## Short problem
Exclude the pictures, then copy all remaining records exactly.

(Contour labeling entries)

** Begin **

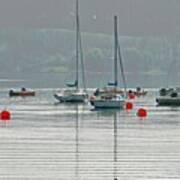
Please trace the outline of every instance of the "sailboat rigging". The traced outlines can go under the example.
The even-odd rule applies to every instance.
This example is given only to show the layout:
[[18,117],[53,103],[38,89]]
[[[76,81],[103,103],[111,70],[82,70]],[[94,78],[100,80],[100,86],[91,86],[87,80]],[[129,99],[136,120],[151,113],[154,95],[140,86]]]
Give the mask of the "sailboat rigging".
[[[80,61],[79,61],[80,60]],[[81,64],[82,72],[82,84],[83,89],[80,89],[79,83],[79,64]],[[54,97],[60,102],[85,102],[88,97],[86,92],[86,82],[85,82],[85,71],[84,71],[84,60],[83,60],[83,50],[82,50],[82,40],[80,31],[80,20],[79,20],[79,2],[76,0],[76,79],[74,83],[67,83],[69,88],[63,92],[56,93]]]

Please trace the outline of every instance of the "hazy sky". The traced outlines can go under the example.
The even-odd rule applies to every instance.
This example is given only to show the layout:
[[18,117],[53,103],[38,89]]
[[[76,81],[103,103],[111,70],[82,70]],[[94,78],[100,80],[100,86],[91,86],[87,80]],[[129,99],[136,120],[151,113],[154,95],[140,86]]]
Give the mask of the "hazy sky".
[[[180,0],[79,0],[81,27],[111,32],[119,15],[122,35],[180,34]],[[0,27],[74,27],[75,0],[0,0]]]

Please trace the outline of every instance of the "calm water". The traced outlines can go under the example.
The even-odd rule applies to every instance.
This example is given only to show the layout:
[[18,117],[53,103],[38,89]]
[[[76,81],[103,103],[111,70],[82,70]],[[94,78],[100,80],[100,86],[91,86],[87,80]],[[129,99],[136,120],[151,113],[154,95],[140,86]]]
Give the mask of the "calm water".
[[10,99],[1,90],[12,120],[0,122],[0,179],[180,179],[180,108],[156,107],[151,92],[131,112],[93,111],[55,104],[53,91]]

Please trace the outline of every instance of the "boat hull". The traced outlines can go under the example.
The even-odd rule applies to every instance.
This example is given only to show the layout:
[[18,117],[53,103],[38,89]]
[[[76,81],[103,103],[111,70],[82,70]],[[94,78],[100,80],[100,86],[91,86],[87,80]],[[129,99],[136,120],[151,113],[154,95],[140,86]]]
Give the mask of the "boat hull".
[[94,100],[90,101],[91,105],[94,106],[96,109],[106,109],[106,108],[118,108],[123,109],[124,107],[124,100]]
[[87,99],[86,94],[71,94],[71,95],[62,95],[54,94],[54,97],[60,102],[85,102]]
[[159,106],[180,106],[180,97],[158,97],[156,102]]
[[21,91],[21,92],[10,91],[9,96],[10,97],[13,97],[13,96],[22,96],[22,97],[35,96],[35,92],[34,91]]

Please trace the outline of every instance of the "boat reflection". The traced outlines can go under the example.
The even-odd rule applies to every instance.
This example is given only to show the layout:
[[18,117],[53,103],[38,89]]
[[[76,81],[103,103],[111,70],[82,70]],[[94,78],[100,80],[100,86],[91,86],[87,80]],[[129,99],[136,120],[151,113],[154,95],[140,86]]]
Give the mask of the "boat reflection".
[[117,127],[117,112],[114,112],[113,114],[114,118],[114,180],[118,180],[118,174],[117,174],[117,166],[118,166],[118,157],[117,157],[117,151],[118,151],[118,143],[117,143],[117,137],[118,137],[118,127]]

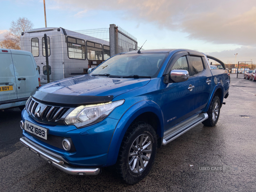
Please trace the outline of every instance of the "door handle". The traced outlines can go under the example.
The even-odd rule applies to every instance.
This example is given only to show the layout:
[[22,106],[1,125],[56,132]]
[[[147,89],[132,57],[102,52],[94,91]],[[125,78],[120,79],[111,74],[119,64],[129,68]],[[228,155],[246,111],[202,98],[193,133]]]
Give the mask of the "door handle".
[[207,79],[207,80],[206,80],[206,82],[207,83],[207,84],[210,84],[210,83],[212,81],[211,81],[210,80],[209,80],[209,79]]
[[194,85],[192,85],[191,84],[189,85],[189,88],[188,89],[190,91],[192,91],[192,90],[195,88],[195,86]]

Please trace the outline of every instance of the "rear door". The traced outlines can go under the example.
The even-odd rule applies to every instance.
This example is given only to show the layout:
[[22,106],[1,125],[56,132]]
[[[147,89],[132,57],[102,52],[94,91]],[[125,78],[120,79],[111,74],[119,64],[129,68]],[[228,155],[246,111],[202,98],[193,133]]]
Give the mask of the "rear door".
[[0,105],[17,99],[16,81],[9,49],[0,49]]
[[[173,56],[168,64],[170,65],[170,70],[186,70],[190,76],[191,71],[189,70],[186,56],[187,54],[186,52],[178,52]],[[166,73],[169,72],[169,70],[168,70]],[[165,130],[194,114],[195,89],[189,90],[188,88],[194,85],[194,78],[192,76],[190,76],[189,79],[183,82],[168,84],[163,83],[163,101],[164,103],[163,111]]]
[[189,55],[188,58],[194,77],[195,112],[197,113],[201,112],[208,103],[213,82],[212,76],[204,57],[195,55]]
[[26,53],[25,52],[23,52],[24,54],[17,54],[20,52],[12,50],[12,54],[17,83],[17,99],[29,97],[30,93],[38,86],[38,73],[34,58],[32,58],[33,56],[29,52]]

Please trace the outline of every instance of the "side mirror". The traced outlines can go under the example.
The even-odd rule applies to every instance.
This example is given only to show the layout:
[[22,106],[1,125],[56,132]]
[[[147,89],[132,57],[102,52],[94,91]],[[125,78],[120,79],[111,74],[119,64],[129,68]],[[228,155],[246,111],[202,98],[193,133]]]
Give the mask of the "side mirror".
[[179,83],[187,80],[189,74],[186,70],[172,70],[170,71],[167,76],[169,79],[165,81],[165,83]]

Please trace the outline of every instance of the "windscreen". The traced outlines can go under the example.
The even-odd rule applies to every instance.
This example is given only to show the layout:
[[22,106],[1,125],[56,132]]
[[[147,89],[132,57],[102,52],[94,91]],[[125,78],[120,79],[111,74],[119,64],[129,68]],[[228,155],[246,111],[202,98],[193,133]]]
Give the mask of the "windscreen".
[[168,53],[134,53],[116,55],[105,61],[90,75],[108,74],[156,77]]

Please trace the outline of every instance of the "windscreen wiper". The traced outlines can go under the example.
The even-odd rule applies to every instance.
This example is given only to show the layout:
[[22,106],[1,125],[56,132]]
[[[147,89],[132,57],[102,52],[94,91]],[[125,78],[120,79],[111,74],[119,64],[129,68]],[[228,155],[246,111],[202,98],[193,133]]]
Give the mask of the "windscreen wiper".
[[130,76],[114,76],[114,75],[110,75],[108,76],[108,77],[122,77],[123,78],[134,78],[134,79],[139,79],[139,78],[151,78],[151,76],[140,76],[138,75],[131,75]]
[[104,74],[92,74],[91,75],[92,76],[110,76],[110,74],[104,73]]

** End **

## Final result
Please trace the outline of every instance of the "sailboat rigging". The traced outlines can go under the example.
The even-odd rule applies to every instance.
This example is given only to show the layout:
[[18,117],[53,103],[38,89]]
[[[76,81],[103,103],[111,70],[82,70]],[[94,78],[100,80],[100,86],[91,86],[87,80]],[[129,99],[136,120],[151,113],[154,95],[140,86]]]
Give the mask of the "sailboat rigging".
[[[80,61],[79,61],[80,60]],[[81,64],[82,72],[82,84],[83,89],[80,89],[79,83],[79,64]],[[54,97],[60,102],[85,102],[88,97],[86,92],[86,82],[85,82],[85,71],[84,71],[84,60],[83,60],[83,50],[82,50],[82,40],[80,31],[80,20],[79,20],[79,2],[76,0],[76,79],[74,83],[67,83],[69,88],[63,92],[56,93]]]

Please trace the outline of every instance of the "hazy sky". The traced outlines can go under the example.
The even-odd rule applies to every instance.
This example is given only to show the layout:
[[18,117],[53,103],[38,89]]
[[[76,81],[103,103],[111,70],[82,70]],[[94,78],[100,80],[100,86],[91,86],[87,80]],[[129,99],[136,120],[151,113],[154,95],[140,86]]]
Give the mask of the "hazy sky".
[[[180,0],[79,0],[81,27],[111,32],[119,15],[122,35],[180,34]],[[0,27],[74,27],[75,0],[0,0]]]

Please trace the outline of every instance of the "calm water". The traced outlines can go under the example.
The even-odd rule applies to every instance.
This example is given only to show the layout:
[[18,117],[53,103],[38,89]]
[[[76,81],[103,103],[111,70],[82,70]],[[94,78],[100,80],[100,86],[91,86],[87,80]],[[129,99],[136,120],[151,113],[154,95],[140,86]]]
Give the mask of the "calm water".
[[10,99],[1,90],[12,120],[0,122],[0,179],[180,179],[180,108],[156,107],[151,92],[131,112],[93,111],[55,104],[53,91]]

Please trace the outline of every instance of the "boat hull". The traced outlines can go under the example.
The even-odd rule applies to every instance.
This example is given only to show the layout:
[[18,117],[53,103],[38,89]]
[[[76,81],[103,103],[111,70],[82,70]],[[94,78],[100,80],[100,86],[91,86],[87,80]],[[129,99],[136,120],[151,113],[154,95],[140,86]]]
Give the mask of the "boat hull".
[[94,100],[90,101],[91,105],[94,106],[96,109],[106,109],[106,108],[118,108],[123,109],[124,107],[124,100]]
[[87,99],[86,94],[71,94],[71,95],[62,95],[54,94],[54,97],[60,102],[85,102]]
[[159,106],[180,106],[180,97],[158,97],[156,102]]
[[21,91],[21,92],[10,91],[9,96],[10,97],[13,97],[13,96],[22,96],[22,97],[35,96],[35,92],[34,91]]

Please trace the outline of every instance of the "boat reflection". The traced outlines can go under the example.
The even-odd rule applies to every instance.
This example is given only to show the layout:
[[18,117],[53,103],[38,89]]
[[[76,81],[103,103],[111,70],[82,70]],[[94,78],[100,80],[100,86],[91,86],[87,80]],[[129,99],[136,120],[151,113],[154,95],[140,86]]]
Give the mask of the "boat reflection".
[[117,127],[117,112],[114,112],[113,114],[114,118],[114,180],[118,180],[118,174],[117,174],[117,166],[118,166],[118,157],[117,157],[117,151],[118,151],[118,143],[117,143],[117,137],[118,137],[118,127]]

Please trace the outline of every instance of the "door handle". The traced outlines can go under the example.
The even-odd rule applies to every instance.
This example is given only to show the layout:
[[22,106],[1,125],[56,132]]
[[[147,89],[132,57],[102,52],[94,91]],[[125,78],[120,79],[111,74],[119,64],[129,68]],[[228,155],[246,111],[202,98],[193,133]]]
Give the mask of the "door handle".
[[207,79],[207,80],[206,80],[206,82],[207,83],[207,84],[210,84],[210,83],[212,81],[211,81],[210,80],[209,80],[209,79]]
[[194,85],[192,85],[191,84],[189,85],[189,88],[188,89],[190,91],[192,91],[192,90],[195,88],[195,86]]

Please trace the outline of every instance of the "rear door". The traced outlines can go under the example.
The even-odd rule applies to every instance.
This example is given only to show the layout:
[[22,106],[1,125],[56,132]]
[[[147,89],[132,57],[102,52],[94,91]],[[125,78],[120,79],[111,74],[119,64],[129,68]],[[228,155],[246,111],[202,98],[193,133]]]
Give the mask of the "rear door".
[[0,105],[17,99],[16,81],[9,49],[0,49]]
[[[173,56],[168,64],[170,65],[170,70],[186,70],[190,76],[191,71],[189,70],[186,56],[187,54],[186,52],[178,52]],[[166,73],[169,72],[169,70],[168,70]],[[165,130],[194,114],[195,89],[189,90],[188,88],[194,85],[194,78],[192,76],[190,76],[189,79],[183,82],[168,84],[163,83],[163,101],[164,103],[163,111]]]
[[189,55],[188,58],[194,77],[195,112],[197,113],[201,112],[208,103],[213,82],[212,76],[204,57],[195,55]]
[[26,53],[25,52],[23,52],[24,54],[17,54],[20,52],[12,50],[12,54],[17,83],[17,99],[29,97],[30,93],[38,86],[38,73],[34,58],[32,58],[33,56],[29,52]]

Please trace the outline of every instance of the "side mirror". The traced outlines can go under the example.
The even-odd rule applies to every instance.
This example is given only to show the layout:
[[22,106],[1,125],[56,132]]
[[[147,89],[132,57],[102,52],[94,91]],[[125,78],[120,79],[111,74],[119,64],[129,68]],[[228,155],[246,111],[202,98],[193,133]]]
Give the mask of the "side mirror".
[[179,83],[187,80],[189,74],[186,70],[172,70],[170,71],[167,76],[169,79],[165,81],[165,83]]

Please trace the outline of every instance of the "windscreen". The traced outlines can go under the example.
The even-odd rule applies to every instance.
This example is given only to show the layout:
[[22,106],[1,125],[56,132]]
[[[147,89],[132,57],[102,52],[94,91]],[[125,78],[120,79],[111,74],[119,64],[129,68]],[[228,155],[246,111],[202,98],[193,133]]]
Give the mask of the "windscreen".
[[168,53],[134,53],[116,55],[105,61],[90,75],[108,74],[156,77]]

Please trace the outline of every instance of the "windscreen wiper". The traced outlines can go under the example.
The even-odd rule applies to every instance.
This example is given only to show the layout:
[[22,106],[1,125],[56,132]]
[[[147,89],[132,57],[102,52],[94,91]],[[125,78],[120,79],[111,74],[119,64],[129,68]],[[228,155],[246,111],[202,98],[193,133]]]
Give the mask of the "windscreen wiper".
[[130,76],[114,76],[114,75],[110,75],[108,76],[108,77],[122,77],[123,78],[134,78],[134,79],[139,79],[139,78],[151,78],[151,76],[140,76],[138,75],[131,75]]
[[104,74],[92,74],[91,75],[92,76],[110,76],[110,74],[104,73]]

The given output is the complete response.